* _PARTS OF THE EXERCISE_:
A: List the four big-picture points that the essay on Xunzi's view of ritual abstracts from his thought.
B: In the entries that follow the essay, substitute "Output" for every occurrence of "Result", keeping everything else the same.

* _SOURCE DOCUMENT_:
++++
Xunzi’s Take on Ritual: Part 2

Here’s the second part of my presentation for the Society of Scholar Priests. Part 1 introduces Xunzi as a pre-modern person interested in how ritual practice forms virtue; part 2 is here, part 3 is looking at classical Anglican liturgy with Xunzi’s thoughts in mind.

(Production on the next Liturgical Look Forward is running behind, but it should be up at some point today…)


 

I’m going to abstract out of Xunzi’s thought four big picture points.

  1. Human nature is bad; because it’s bad it must be corrected by means of external tools following an external pattern.

  2. The efficacy of ritual lies chiefly in its ability to channel emotion and shape affect.

  3. Ritual is essential, but for ritual to be most effective requires teachers.

  4. Ritual creates a harmonious society by inculcating proper relationships

 

1. Human nature is bad; because it’s bad it must be corrected by means of external tools following an external pattern.

Mengzi—a Confucian teacher in the previous generation—teaches that human nature is good. Since it’s good, in order to know what is good, we simply have to look within ourselves. Goodness is inate. While our good nature may be corrupted by society or through some other problem, it’s always there and its development is a natural process. Thus, meditation and introspection are key tools for forming the virtues because they enable us to look inwardly and tap into that inherent good nature. As a result, Mengzi can use the metaphor of growth. So, seeds of virtue within human nature will naturally grow. It’s one-directional process and there’s a certain natural inevitability to it. Just like a plant, if human nature is given what it needs and is not interfered with, virtue is going to grow. So, Mengzi can use agricultural metaphors.

Xunzi doesn’t. He’s deliberately setting himself up against Mengzi and he uses no agricultural metaphors for the human spirit or for the acquisition of virtue. Instead of being agricultural, all of his metaphors are about crafts; they’re technological. A piece of clay is never inherently going to become a pot. If you don’t do anything to it, it’s just going to sit there.  In the same way a piece of wood is never going to spontaneously turn into a wheel. Instead, it requires an artisan to steam the wood and use a jig to shape and bend it into a new configuration. These are the metaphors he employs before turning to the construction of virtue within humans.

Someone may ask: if man’s nature is evil, then where do ritual principles come from? I would reply: all ritual principles are produced by the conscious activity of the sages; essentially they are not products of man’s nature. A potter molds clay and makes a vessel, but the vessel is the product of the conscious activity of the potter, not essentially a product of his human nature. A carpenter carves a piece of wood and makes a utensil, but the utensil is the product of the conscious activity of the carpenter, not essentially a product of his human nature. The sage gathers together his thoughts and ideas, experiments with various forms of conscious activity, and so produces ritual principles and sets forth laws and regulations. Hence, these ritual principles and laws are the products of the conscious activity of the sage, not essentially products of his human nature. (Burton, 160)

[All quotations come from Burton Watson’s translation of sections of the Xunzi whom he romanizes as Hsun Tzu]

So—there are two external things at work here. There is the tool and then there’s the pattern. So, there’s the means by which character is shaped, then there’s the pattern of what you’re trying to shape it to. So where do these come from? This is directly related to the question that Lizette Larson-Miller raised in her talk: if liturgy is primary theology, where does liturgy come from? What’s it’s initial source? Xunzi invokes the sage kings of antiquity and points to the rites handed down in the traditional documents:

In ancient times the sage kings realized that man’s nature is evil, and that therefore he inclines toward evil and violence and is not upright or orderly. Accordingly they created ritual principles and laid down certain regulations in order to reform man’s emotional nature and make it upright, in order to train and transform it and guide it into the proper channels. In this way they caused all men to become orderly and conform to the Way. (158)
++++
(Data extracted from a collection)

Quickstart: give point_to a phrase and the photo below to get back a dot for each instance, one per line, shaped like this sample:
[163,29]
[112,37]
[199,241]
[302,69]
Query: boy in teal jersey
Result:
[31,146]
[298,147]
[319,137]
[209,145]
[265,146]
++++
* _RESPONSES FOR EACH TASK_:
A:
1. Human nature is bad; because it's bad it must be corrected by means of external tools following an external pattern.
2. The efficacy of ritual lies chiefly in its ability to channel emotion and shape affect.
3. Ritual is essential, but for ritual to be most effective requires teachers.
4. Ritual creates a harmonious society by inculcating proper relationships.

B:
Quickstart: give point_to a phrase and the photo below to get back a dot for each instance, one per line, shaped like this sample:
[163,29]
[112,37]
[199,241]
[302,69]
Query: boy in teal jersey
Output:
[31,146]
[298,147]
[319,137]
[209,145]
[265,146]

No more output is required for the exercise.